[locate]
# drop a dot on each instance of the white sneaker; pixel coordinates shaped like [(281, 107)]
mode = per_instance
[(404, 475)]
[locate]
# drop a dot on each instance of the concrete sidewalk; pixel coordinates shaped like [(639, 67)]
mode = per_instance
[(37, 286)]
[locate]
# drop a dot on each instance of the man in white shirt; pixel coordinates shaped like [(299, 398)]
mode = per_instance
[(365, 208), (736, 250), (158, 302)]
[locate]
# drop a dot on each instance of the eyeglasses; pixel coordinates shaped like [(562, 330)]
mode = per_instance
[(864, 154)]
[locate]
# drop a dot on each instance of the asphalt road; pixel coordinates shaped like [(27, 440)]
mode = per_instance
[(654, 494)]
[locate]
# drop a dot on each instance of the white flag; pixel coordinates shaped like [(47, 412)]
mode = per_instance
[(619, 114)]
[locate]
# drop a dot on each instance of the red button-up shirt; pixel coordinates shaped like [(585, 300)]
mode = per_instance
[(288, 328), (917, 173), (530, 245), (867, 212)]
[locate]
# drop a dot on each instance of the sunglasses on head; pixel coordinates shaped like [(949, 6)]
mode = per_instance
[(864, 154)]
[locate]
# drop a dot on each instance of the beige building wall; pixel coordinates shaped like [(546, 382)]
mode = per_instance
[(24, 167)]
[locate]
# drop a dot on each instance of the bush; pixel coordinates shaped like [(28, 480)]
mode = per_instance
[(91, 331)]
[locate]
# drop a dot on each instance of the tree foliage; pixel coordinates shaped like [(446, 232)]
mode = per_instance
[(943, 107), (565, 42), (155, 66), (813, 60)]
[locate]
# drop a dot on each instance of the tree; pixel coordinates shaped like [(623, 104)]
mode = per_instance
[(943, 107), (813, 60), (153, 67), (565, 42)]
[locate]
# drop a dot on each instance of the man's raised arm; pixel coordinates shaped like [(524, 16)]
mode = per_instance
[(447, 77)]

§ **DIRECTIONS FOR THIS TASK**
Repeat the preceding lines exactly, please, every one of them.

§ **SOLUTION TO THIS EXERCISE**
[locate]
# drop a dot on each instance of the white sneaker; pixel coordinates shaped like [(281, 107)]
mode = per_instance
[(404, 475)]
[locate]
# drop a dot on each instance of the concrete sidewalk; pixel coordinates shaped like [(639, 67)]
mode = per_instance
[(37, 286)]
[locate]
# drop a dot on each instance of the man in white shirt; pixel coordinates shaped like [(299, 398)]
mode = per_instance
[(365, 208), (736, 250), (158, 302)]
[locate]
# drop a dot on each instance of the eyeglasses; pixel coordinates shaped like [(562, 330)]
mode = per_instance
[(864, 154)]
[locate]
# drop a dot on each instance of the asphalt road; pixel coordinates shaped like [(27, 440)]
mode = per_instance
[(654, 494)]
[locate]
# drop a dot on each instance of the white flag; pixel coordinates shaped like [(47, 412)]
mode = per_instance
[(619, 114)]
[locate]
# drop a dot on each instance of the red button-up shirt; pixel coordinates shaped like [(585, 300)]
mode = per_instance
[(288, 328), (917, 173), (530, 245), (867, 212)]
[locate]
# drop a dot on each instance of the sunglasses on head; pixel coordinates shaped like [(949, 6)]
mode = per_instance
[(864, 154)]
[locate]
# drop a dot on each instance of the beige building wall; pixel coordinates shaped like [(546, 382)]
mode = per_instance
[(24, 167)]
[locate]
# drop a dot on each instance of the bush; pixel coordinates shaped like [(28, 480)]
mode = per_instance
[(91, 331)]
[locate]
# drop a dot on each instance of the tree foliage; pixel coordinates shaped like [(446, 232)]
mode = per_instance
[(943, 107), (565, 42), (155, 66), (813, 60)]
[locate]
# drop a dot on each instance of the tree; pixel coordinates shaped like [(623, 104)]
mode = per_instance
[(943, 107), (813, 60), (153, 67), (565, 42)]
[locate]
# drop a dot on each instance of the man's raised arm; pixel coordinates shaped like [(524, 16)]
mode = per_instance
[(447, 77)]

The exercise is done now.